Information supplied section start
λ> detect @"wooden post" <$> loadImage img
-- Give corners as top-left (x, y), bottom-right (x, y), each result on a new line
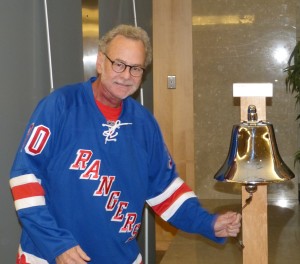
top-left (240, 97), bottom-right (268, 264)
top-left (233, 83), bottom-right (272, 264)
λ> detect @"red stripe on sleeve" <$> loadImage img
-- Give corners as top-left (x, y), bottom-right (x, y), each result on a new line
top-left (151, 183), bottom-right (192, 216)
top-left (11, 182), bottom-right (45, 200)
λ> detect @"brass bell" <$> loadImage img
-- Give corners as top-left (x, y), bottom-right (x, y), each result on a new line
top-left (214, 105), bottom-right (295, 193)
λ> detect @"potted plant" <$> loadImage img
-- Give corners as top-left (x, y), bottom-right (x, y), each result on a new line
top-left (283, 40), bottom-right (300, 164)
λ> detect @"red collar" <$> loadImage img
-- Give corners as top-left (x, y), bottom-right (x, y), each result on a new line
top-left (95, 99), bottom-right (122, 121)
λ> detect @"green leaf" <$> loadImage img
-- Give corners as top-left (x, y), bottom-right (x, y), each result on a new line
top-left (284, 41), bottom-right (300, 165)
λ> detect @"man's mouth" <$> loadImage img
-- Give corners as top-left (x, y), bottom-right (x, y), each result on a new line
top-left (115, 82), bottom-right (132, 88)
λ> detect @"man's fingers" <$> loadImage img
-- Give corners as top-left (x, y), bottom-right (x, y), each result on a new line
top-left (56, 246), bottom-right (91, 264)
top-left (76, 246), bottom-right (91, 261)
top-left (214, 211), bottom-right (242, 238)
top-left (233, 213), bottom-right (242, 224)
top-left (227, 213), bottom-right (242, 237)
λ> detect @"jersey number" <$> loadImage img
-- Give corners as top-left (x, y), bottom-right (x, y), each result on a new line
top-left (25, 125), bottom-right (51, 155)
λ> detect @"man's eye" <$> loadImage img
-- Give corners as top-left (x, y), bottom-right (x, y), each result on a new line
top-left (114, 62), bottom-right (124, 68)
top-left (132, 67), bottom-right (142, 72)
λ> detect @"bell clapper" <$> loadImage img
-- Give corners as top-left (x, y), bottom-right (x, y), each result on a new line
top-left (235, 195), bottom-right (252, 249)
top-left (242, 183), bottom-right (257, 209)
top-left (242, 193), bottom-right (253, 210)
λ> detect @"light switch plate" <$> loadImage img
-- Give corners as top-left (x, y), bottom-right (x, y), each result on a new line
top-left (168, 75), bottom-right (176, 89)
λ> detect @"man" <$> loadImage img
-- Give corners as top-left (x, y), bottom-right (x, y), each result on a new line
top-left (10, 24), bottom-right (241, 264)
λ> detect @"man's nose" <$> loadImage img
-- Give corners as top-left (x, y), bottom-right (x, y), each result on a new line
top-left (120, 65), bottom-right (132, 78)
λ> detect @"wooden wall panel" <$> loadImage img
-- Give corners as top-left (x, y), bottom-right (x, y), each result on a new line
top-left (153, 0), bottom-right (194, 251)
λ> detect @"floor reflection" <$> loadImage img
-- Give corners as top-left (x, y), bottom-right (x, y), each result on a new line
top-left (160, 199), bottom-right (299, 264)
Information supplied section end
About this exercise:
Apart from the images, please copy every line of the data exactly as written.

Written answer:
λ> detect @"wooden post" <$> loadImage img
-- Give corners as top-left (x, y), bottom-right (x, y), each result on a new line
top-left (240, 97), bottom-right (268, 264)
top-left (233, 83), bottom-right (272, 264)
λ> detect @"red stripe on sleeve" <$> loadImage img
-- Give corners as top-left (x, y), bottom-right (x, y), each result on a new line
top-left (151, 183), bottom-right (192, 216)
top-left (11, 182), bottom-right (45, 200)
λ> detect @"brass bell" <$> loadImage img
-- Give corners as top-left (x, y), bottom-right (x, y), each result on a new line
top-left (214, 105), bottom-right (295, 193)
λ> detect @"potted plant" <$> loadImage img
-- Give corners as top-left (x, y), bottom-right (x, y), each result on a new line
top-left (283, 40), bottom-right (300, 164)
λ> detect @"red collar" <$> loadImage img
-- Give corners as top-left (x, y), bottom-right (x, y), each result on a new line
top-left (95, 99), bottom-right (122, 121)
λ> detect @"green leaf" <$> loadImage img
-- Give corners as top-left (x, y), bottom-right (x, y), each result on a new line
top-left (284, 41), bottom-right (300, 165)
λ> detect @"man's mouth" <$> loadImage img
-- Give corners as top-left (x, y), bottom-right (x, y), each result on a new line
top-left (115, 82), bottom-right (132, 88)
λ> detect @"man's fingers" <$> loadImage img
-- Give corners as top-left (x, y), bottom-right (x, y), each result on a new line
top-left (56, 246), bottom-right (91, 264)
top-left (76, 246), bottom-right (91, 261)
top-left (214, 211), bottom-right (242, 238)
top-left (233, 213), bottom-right (242, 224)
top-left (227, 213), bottom-right (242, 237)
λ> detect @"jersey number" <$> loadImage img
-- Give corners as top-left (x, y), bottom-right (x, y), each result on a new line
top-left (25, 125), bottom-right (51, 155)
λ> detect @"man's eye" <$> loadImage img
-- Give corners as top-left (x, y), bottom-right (x, y), each result on a new line
top-left (114, 62), bottom-right (124, 68)
top-left (132, 67), bottom-right (142, 72)
λ> detect @"bell clapper" <$> loadImage img
-- Give corners as top-left (x, y), bottom-right (x, y), each result on a new line
top-left (235, 195), bottom-right (252, 249)
top-left (242, 183), bottom-right (257, 209)
top-left (242, 193), bottom-right (253, 210)
λ> detect @"light switch plate" <$> loadImage img
-- Give corners as top-left (x, y), bottom-right (x, y), each result on a new line
top-left (168, 75), bottom-right (176, 89)
λ> detect @"man" <$> loadImage img
-- Give corners as top-left (x, y), bottom-right (x, y), each result on a new line
top-left (10, 24), bottom-right (241, 264)
λ> detect @"man's nose" <$> loadImage img
-- Give corners as top-left (x, y), bottom-right (x, y), each result on a new line
top-left (120, 65), bottom-right (132, 78)
λ> detect @"wooden wall panel" <$> loadImage img
-- Give corners as top-left (x, y), bottom-right (x, y), each result on a new line
top-left (153, 0), bottom-right (194, 251)
λ> detect @"floor reflection" <$> loadImage img
-- Give corners as top-left (x, y), bottom-right (x, y), each result on a new line
top-left (160, 199), bottom-right (299, 264)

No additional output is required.